-- START Source extract --

# Huricane Sandy



## sandra (Sep 2, 2012)

I was thinking about everyone in the northeast with hurricane Sandy. I hope everyone is doing well. I know I'm a stranger and you guys don't me but we all are connected because of our chickens and other critters. I am thinking of you all up north and I and hoping inn and praying everyone comes out of this safe and sound.


----------



## rob (Jun 20, 2012)

well said, we are one big family connected by poultry. all of wales is hoping and praying that evryone will be safe.


----------



## 7chicks (Jun 29, 2012)

I'm with you Sandra. Getting treated to the heavy winds today from hurricane Sandy. I'm many miles away from there - in Michigan. We're under heavy winds advisory here until 8 p.m. tonight (and its only 5:30 a.m. right now). I can't imagine what everyone else on the East coast is going through. =( Prayers this storm comes to an end very soon!

-- END Source extract --
-- START Given data --

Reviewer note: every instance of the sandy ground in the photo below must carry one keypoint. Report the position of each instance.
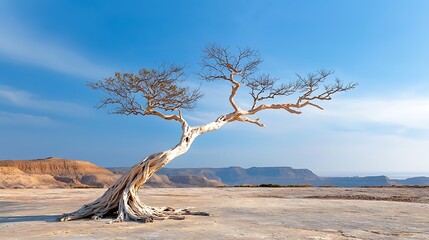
(236, 213)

-- END Given data --

• Exercise brief: Can you continue the Hurricane Sandy forum thread, picking up right after its final post?

• Output of the task:
----------



## sandra (Sep 2, 2012)

We had a good bit of wind here too. Several trees downed. One fell close to our house and it shock the house it hit so hard. Nothing damaged, just feel in the woods beside us. Still a pretty windy day. I have family in New Jersey and Pennsylvania and they said it was like nothing they have ever seen. They don't get the hurricanes like we do here in North Carolina so it really scared them. But so far everyone I know is ok thank God. I hope all my farm friends are doing well, I haven't heard too much from them yet. I'm hoping no news is good news.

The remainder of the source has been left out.